__Getoonde tekst__:

Daar staat tegenover dat geen verificatoire bescheiden overgelegd zijn waaruit het hof de exacte ontstaansdata van de door de bewindvoerder gesignaleerde en door [appellante] erkende bovenmatige nieuwe schulden kan herleiden. Met het oog op de beantwoording van de vraag of deze bovenmatige nieuwe schulden [appellante] ingevolge artikel 354 lid 1 Fw kunnen worden toegerekend, dan wel of deze nieuwe schulden, gezien hun bijzondere aard of geringe betekenis, ingevolge artikel 354 lid 2 Fw buiten beschouwing dienen te blijven, acht het hof de exacte ontstaansdata van voornoemde nieuwe schulden evenwel van doorslaggevend belang. Het hof verwijst hierbij naar het vonnis van de rechtbank Breda, thans rechtbank Zeeland-West-Brabant, zittingsplaats Breda, van 8 oktober 2012, waarbij de schuldsaneringsregelingen van [appellante] en haar echtgenoot, [echtgenoot van appellante] , met een periode van twee jaren, en derhalve tot de maximale termijn van vijf jaren, zijn verlengd. In dit vonnis heeft de rechtbank immers in het dictum -naar het oordeel van het hof overigens in afwijking van hetgeen daarvoor was overwogen- bepaald dat de voor [appellante] en [echtgenoot van appellante] uit de schuldsaneringsregeling voortvloeiende verplichtingen, slechts met uitzondering van het inlopen van de boedelachterstand en derhalve met inbegrip van het verbod tot het ingevolge artikel 350 sub d Fw laten ontstaan van nieuwe schulden, eindigden per 3 maart 2014.

__Aangeleverde records__:
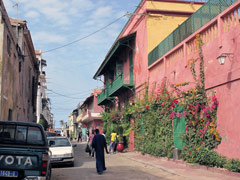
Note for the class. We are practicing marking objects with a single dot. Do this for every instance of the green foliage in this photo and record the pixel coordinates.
(154, 114)
(117, 121)
(233, 165)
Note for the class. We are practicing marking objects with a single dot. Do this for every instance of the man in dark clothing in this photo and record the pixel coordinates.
(99, 143)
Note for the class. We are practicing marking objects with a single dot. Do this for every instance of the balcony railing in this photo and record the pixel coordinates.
(123, 80)
(103, 96)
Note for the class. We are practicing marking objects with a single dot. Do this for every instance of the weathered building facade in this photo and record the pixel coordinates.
(43, 109)
(125, 67)
(216, 23)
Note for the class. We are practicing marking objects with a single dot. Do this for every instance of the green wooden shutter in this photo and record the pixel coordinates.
(179, 128)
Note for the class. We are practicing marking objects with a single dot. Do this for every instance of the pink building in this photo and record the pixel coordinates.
(221, 39)
(136, 58)
(125, 67)
(91, 111)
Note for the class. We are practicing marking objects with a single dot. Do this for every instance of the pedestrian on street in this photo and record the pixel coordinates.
(99, 143)
(80, 136)
(91, 136)
(112, 142)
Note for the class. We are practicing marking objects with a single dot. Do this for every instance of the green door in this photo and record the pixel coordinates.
(131, 66)
(179, 128)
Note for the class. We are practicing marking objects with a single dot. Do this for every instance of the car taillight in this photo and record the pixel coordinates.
(45, 158)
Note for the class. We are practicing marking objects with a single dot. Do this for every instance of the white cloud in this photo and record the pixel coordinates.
(102, 12)
(46, 37)
(32, 14)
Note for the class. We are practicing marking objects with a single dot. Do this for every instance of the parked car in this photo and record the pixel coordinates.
(50, 133)
(62, 150)
(24, 151)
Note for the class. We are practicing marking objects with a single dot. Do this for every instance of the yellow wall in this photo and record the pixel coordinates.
(160, 26)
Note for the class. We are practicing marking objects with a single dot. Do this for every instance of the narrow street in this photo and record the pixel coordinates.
(134, 166)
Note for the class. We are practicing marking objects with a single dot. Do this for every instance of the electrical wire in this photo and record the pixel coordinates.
(86, 35)
(63, 94)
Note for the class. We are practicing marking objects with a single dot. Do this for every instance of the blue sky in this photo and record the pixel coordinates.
(54, 23)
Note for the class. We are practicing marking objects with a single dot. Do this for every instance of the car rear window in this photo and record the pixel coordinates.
(21, 135)
(59, 142)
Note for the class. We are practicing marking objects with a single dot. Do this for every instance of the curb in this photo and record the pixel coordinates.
(190, 165)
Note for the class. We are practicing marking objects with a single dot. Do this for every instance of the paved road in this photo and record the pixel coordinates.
(118, 168)
(133, 166)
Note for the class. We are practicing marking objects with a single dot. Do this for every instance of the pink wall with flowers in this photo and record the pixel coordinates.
(221, 35)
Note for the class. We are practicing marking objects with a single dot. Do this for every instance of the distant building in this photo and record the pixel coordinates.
(91, 112)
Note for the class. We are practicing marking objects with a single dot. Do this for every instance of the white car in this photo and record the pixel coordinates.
(62, 150)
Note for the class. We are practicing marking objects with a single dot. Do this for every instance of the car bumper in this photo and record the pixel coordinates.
(35, 178)
(63, 161)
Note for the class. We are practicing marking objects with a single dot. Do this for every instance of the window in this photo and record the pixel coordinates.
(9, 114)
(8, 45)
(20, 134)
(34, 136)
(19, 66)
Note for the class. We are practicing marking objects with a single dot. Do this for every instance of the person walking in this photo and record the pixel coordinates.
(91, 136)
(99, 143)
(112, 142)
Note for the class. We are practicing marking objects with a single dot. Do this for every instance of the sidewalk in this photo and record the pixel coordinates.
(180, 168)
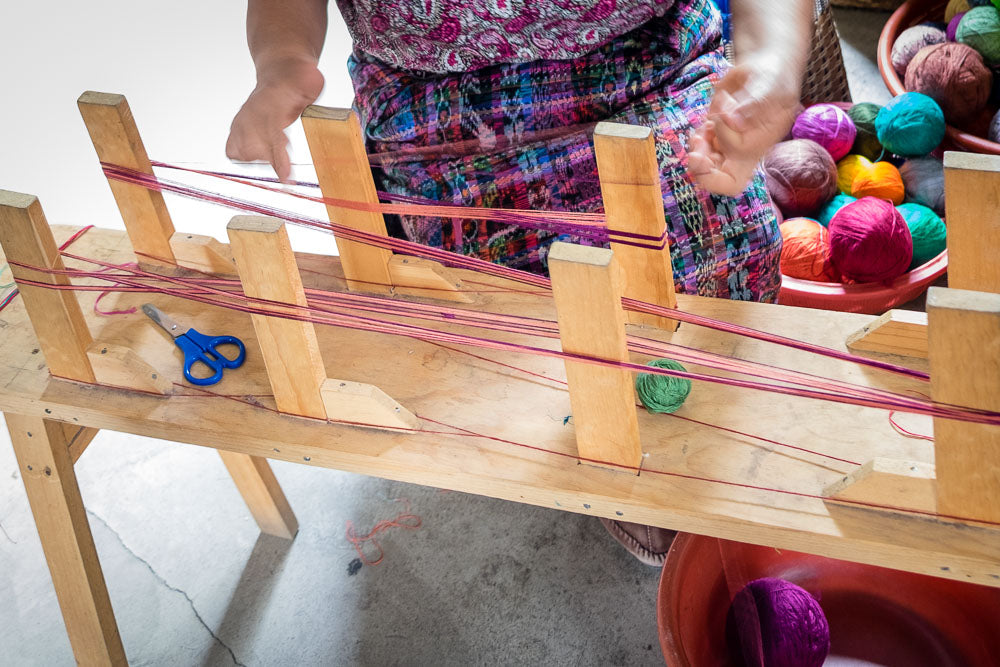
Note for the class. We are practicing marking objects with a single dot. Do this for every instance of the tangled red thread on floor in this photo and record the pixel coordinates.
(405, 519)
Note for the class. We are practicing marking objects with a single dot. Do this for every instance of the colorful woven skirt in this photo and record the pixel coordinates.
(520, 136)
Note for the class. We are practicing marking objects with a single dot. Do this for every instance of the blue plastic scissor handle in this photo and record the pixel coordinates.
(199, 348)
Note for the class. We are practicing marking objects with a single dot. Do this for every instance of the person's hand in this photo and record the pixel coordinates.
(753, 107)
(283, 91)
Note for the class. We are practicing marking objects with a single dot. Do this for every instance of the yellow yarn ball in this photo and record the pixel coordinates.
(882, 180)
(848, 168)
(955, 7)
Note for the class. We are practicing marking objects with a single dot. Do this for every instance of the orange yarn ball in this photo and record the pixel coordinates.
(805, 250)
(882, 181)
(848, 169)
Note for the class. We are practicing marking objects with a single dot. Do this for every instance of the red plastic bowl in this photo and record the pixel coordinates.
(871, 298)
(909, 14)
(882, 616)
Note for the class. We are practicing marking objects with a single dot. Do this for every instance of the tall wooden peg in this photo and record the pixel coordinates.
(116, 138)
(587, 287)
(341, 162)
(268, 270)
(972, 211)
(55, 314)
(964, 353)
(633, 204)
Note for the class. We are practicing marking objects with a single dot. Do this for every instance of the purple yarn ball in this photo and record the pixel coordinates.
(827, 125)
(910, 41)
(953, 26)
(774, 623)
(870, 242)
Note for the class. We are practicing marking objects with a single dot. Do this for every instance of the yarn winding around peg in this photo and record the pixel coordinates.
(775, 623)
(952, 28)
(827, 125)
(955, 76)
(866, 141)
(881, 180)
(801, 176)
(911, 125)
(662, 393)
(805, 250)
(831, 207)
(923, 179)
(870, 242)
(910, 41)
(848, 169)
(927, 231)
(980, 29)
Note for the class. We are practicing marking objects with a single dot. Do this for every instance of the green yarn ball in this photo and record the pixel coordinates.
(827, 212)
(866, 141)
(980, 29)
(662, 393)
(928, 232)
(911, 125)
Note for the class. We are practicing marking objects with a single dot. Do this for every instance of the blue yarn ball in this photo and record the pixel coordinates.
(912, 125)
(827, 212)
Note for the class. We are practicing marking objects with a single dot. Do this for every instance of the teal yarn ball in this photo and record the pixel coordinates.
(866, 141)
(662, 393)
(928, 232)
(980, 29)
(911, 125)
(827, 212)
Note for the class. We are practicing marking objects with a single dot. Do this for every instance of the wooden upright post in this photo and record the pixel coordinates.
(972, 203)
(586, 285)
(43, 457)
(633, 203)
(116, 139)
(267, 269)
(964, 353)
(55, 314)
(341, 162)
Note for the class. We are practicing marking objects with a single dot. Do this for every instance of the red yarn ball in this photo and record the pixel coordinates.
(955, 76)
(805, 250)
(801, 176)
(774, 623)
(870, 242)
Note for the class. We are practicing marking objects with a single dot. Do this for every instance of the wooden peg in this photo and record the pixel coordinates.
(972, 213)
(338, 152)
(268, 270)
(55, 315)
(902, 332)
(116, 139)
(964, 346)
(633, 203)
(44, 461)
(586, 286)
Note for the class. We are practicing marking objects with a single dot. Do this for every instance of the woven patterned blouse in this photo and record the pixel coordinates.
(463, 35)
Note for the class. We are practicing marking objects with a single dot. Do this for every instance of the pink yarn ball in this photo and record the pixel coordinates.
(775, 623)
(870, 242)
(827, 125)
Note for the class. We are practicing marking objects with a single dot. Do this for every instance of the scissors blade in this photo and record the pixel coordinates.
(162, 319)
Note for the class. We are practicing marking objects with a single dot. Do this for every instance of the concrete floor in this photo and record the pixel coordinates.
(191, 580)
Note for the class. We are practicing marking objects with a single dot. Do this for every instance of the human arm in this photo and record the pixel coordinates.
(755, 102)
(285, 39)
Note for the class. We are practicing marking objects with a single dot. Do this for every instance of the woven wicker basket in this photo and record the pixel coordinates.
(826, 78)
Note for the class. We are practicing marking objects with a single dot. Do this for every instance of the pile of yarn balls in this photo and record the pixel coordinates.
(860, 195)
(956, 63)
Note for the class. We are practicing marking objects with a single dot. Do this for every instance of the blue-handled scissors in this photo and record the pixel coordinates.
(199, 348)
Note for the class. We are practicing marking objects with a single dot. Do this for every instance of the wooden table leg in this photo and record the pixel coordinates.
(43, 457)
(262, 493)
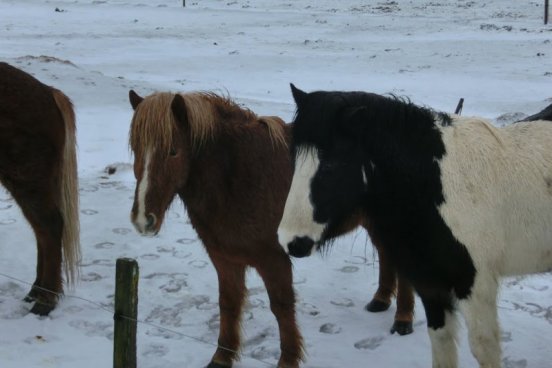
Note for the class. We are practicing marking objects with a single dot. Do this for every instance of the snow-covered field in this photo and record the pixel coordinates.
(495, 54)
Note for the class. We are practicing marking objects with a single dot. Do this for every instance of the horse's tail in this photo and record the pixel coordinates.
(69, 199)
(276, 130)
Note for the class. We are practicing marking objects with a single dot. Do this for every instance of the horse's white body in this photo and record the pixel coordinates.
(497, 184)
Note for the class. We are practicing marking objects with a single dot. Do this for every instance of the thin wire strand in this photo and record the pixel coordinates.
(111, 311)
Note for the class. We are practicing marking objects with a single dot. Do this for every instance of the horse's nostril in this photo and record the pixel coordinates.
(150, 220)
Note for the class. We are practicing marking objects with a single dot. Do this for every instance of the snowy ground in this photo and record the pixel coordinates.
(495, 54)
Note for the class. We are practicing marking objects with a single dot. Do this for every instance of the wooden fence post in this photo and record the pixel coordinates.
(459, 107)
(126, 313)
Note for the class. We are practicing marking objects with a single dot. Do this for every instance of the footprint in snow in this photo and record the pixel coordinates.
(150, 257)
(91, 276)
(88, 188)
(89, 212)
(505, 336)
(330, 328)
(104, 245)
(265, 353)
(343, 302)
(370, 343)
(198, 263)
(349, 269)
(91, 329)
(122, 230)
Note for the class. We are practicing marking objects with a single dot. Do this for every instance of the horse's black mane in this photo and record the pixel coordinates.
(323, 113)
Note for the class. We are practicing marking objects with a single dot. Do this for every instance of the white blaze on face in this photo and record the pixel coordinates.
(141, 220)
(297, 220)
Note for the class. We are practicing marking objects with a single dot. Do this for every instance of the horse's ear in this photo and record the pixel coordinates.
(178, 107)
(134, 99)
(298, 95)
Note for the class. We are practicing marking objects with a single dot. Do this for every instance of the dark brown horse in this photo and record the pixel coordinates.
(232, 170)
(38, 167)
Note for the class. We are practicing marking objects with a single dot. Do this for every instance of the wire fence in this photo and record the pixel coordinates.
(138, 321)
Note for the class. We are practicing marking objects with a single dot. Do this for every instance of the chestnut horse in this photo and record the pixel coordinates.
(232, 170)
(38, 167)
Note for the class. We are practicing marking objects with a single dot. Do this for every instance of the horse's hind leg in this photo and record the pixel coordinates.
(231, 278)
(481, 317)
(387, 284)
(275, 270)
(442, 326)
(38, 206)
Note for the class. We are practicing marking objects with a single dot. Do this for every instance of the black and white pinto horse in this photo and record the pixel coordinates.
(457, 202)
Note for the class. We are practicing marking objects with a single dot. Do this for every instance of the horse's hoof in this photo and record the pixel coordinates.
(377, 306)
(218, 365)
(402, 328)
(42, 309)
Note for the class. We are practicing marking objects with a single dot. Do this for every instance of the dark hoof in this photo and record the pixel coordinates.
(402, 328)
(377, 306)
(218, 365)
(300, 247)
(41, 309)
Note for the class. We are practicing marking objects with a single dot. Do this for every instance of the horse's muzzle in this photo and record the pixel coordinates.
(301, 247)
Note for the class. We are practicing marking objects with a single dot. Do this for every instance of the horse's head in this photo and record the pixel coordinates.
(160, 142)
(329, 180)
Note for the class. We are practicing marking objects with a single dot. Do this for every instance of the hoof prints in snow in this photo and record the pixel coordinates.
(370, 343)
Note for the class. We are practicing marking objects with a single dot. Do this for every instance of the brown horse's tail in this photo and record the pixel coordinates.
(69, 205)
(276, 130)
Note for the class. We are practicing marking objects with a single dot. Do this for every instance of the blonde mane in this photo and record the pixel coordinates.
(153, 122)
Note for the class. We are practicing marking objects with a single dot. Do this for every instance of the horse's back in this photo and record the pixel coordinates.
(27, 104)
(32, 129)
(497, 184)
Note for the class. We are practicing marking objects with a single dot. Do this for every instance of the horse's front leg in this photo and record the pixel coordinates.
(442, 327)
(387, 284)
(275, 270)
(231, 278)
(481, 317)
(405, 308)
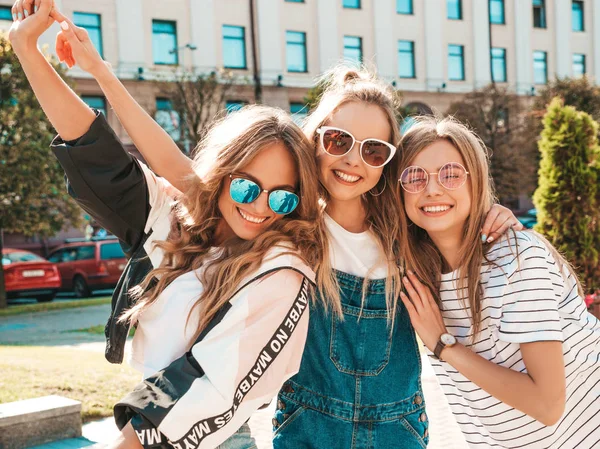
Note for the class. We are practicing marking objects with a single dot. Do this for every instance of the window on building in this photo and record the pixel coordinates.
(406, 59)
(352, 4)
(95, 102)
(234, 105)
(577, 15)
(539, 13)
(499, 65)
(353, 48)
(295, 45)
(93, 24)
(404, 7)
(578, 65)
(168, 118)
(454, 9)
(5, 13)
(456, 62)
(299, 112)
(234, 47)
(164, 42)
(497, 12)
(540, 67)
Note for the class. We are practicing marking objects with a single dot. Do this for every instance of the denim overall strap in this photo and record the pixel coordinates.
(359, 383)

__Opdracht__: Druk de getoonde tekst over de schuldsaneringsregeling volledig en ongewijzigd af. De records houden geen verband met de tekst.

__Antwoord__:
Daar staat tegenover dat geen verificatoire bescheiden overgelegd zijn waaruit het hof de exacte ontstaansdata van de door de bewindvoerder gesignaleerde en door [appellante] erkende bovenmatige nieuwe schulden kan herleiden. Met het oog op de beantwoording van de vraag of deze bovenmatige nieuwe schulden [appellante] ingevolge artikel 354 lid 1 Fw kunnen worden toegerekend, dan wel of deze nieuwe schulden, gezien hun bijzondere aard of geringe betekenis, ingevolge artikel 354 lid 2 Fw buiten beschouwing dienen te blijven, acht het hof de exacte ontstaansdata van voornoemde nieuwe schulden evenwel van doorslaggevend belang. Het hof verwijst hierbij naar het vonnis van de rechtbank Breda, thans rechtbank Zeeland-West-Brabant, zittingsplaats Breda, van 8 oktober 2012, waarbij de schuldsaneringsregelingen van [appellante] en haar echtgenoot, [echtgenoot van appellante] , met een periode van twee jaren, en derhalve tot de maximale termijn van vijf jaren, zijn verlengd. In dit vonnis heeft de rechtbank immers in het dictum -naar het oordeel van het hof overigens in afwijking van hetgeen daarvoor was overwogen- bepaald dat de voor [appellante] en [echtgenoot van appellante] uit de schuldsaneringsregeling voortvloeiende verplichtingen, slechts met uitzondering van het inlopen van de boedelachterstand en derhalve met inbegrip van het verbod tot het ingevolge artikel 350 sub d Fw laten ontstaan van nieuwe schulden, eindigden per 3 maart 2014.